[start of EXERCISE MATERIAL]

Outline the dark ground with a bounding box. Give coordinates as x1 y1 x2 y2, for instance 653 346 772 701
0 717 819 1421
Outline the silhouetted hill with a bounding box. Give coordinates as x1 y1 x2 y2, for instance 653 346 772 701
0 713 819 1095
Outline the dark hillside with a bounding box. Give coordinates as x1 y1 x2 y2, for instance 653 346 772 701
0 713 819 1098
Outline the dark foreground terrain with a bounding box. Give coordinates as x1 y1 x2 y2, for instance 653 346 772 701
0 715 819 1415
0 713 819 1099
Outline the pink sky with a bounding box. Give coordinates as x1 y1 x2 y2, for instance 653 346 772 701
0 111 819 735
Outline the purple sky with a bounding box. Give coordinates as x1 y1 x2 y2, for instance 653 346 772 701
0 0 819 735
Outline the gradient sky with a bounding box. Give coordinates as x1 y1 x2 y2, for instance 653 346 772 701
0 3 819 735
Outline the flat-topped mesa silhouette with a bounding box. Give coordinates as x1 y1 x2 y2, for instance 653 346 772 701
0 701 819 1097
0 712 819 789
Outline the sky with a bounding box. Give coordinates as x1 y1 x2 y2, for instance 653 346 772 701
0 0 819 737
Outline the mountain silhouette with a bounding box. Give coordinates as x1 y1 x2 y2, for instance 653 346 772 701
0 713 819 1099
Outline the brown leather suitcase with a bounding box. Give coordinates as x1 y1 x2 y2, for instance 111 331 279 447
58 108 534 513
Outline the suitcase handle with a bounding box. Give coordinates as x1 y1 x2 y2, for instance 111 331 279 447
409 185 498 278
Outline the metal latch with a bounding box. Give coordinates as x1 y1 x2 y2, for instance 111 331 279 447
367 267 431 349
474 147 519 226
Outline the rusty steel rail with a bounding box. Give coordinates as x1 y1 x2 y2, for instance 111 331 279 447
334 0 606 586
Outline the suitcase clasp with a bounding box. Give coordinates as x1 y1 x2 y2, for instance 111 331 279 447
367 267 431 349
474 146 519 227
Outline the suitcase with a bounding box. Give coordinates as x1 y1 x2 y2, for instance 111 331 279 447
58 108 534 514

[end of EXERCISE MATERIAL]

Reproduce the material starting at the line that contains "Outline the suitcase handle" and ending at the end of the material, requests included, with every bounding-box coordinate in the answers decreased by 63.

CORRECT ANSWER:
Outline the suitcase handle with a bounding box. Give coordinates as x1 y1 x2 y2, for instance 111 331 279 447
346 122 435 215
Outline the metal latch with a bounding box. Give coordinates as x1 y1 x2 y2, for instance 111 331 279 447
304 204 368 286
411 84 456 163
Outline the rusty steel rail with a bounding box. Give coordinates as x1 y1 x2 y2, for instance 111 331 279 447
271 -63 543 523
Outline the suitcase clasp with a bounding box. Give coordinates as x1 y1 x2 y2, for instance 111 331 279 447
304 204 368 286
411 83 456 164
Outline the suitcase with a bounding box. Give coordinates as x1 y1 x2 y2, for instance 111 331 279 447
-5 45 471 451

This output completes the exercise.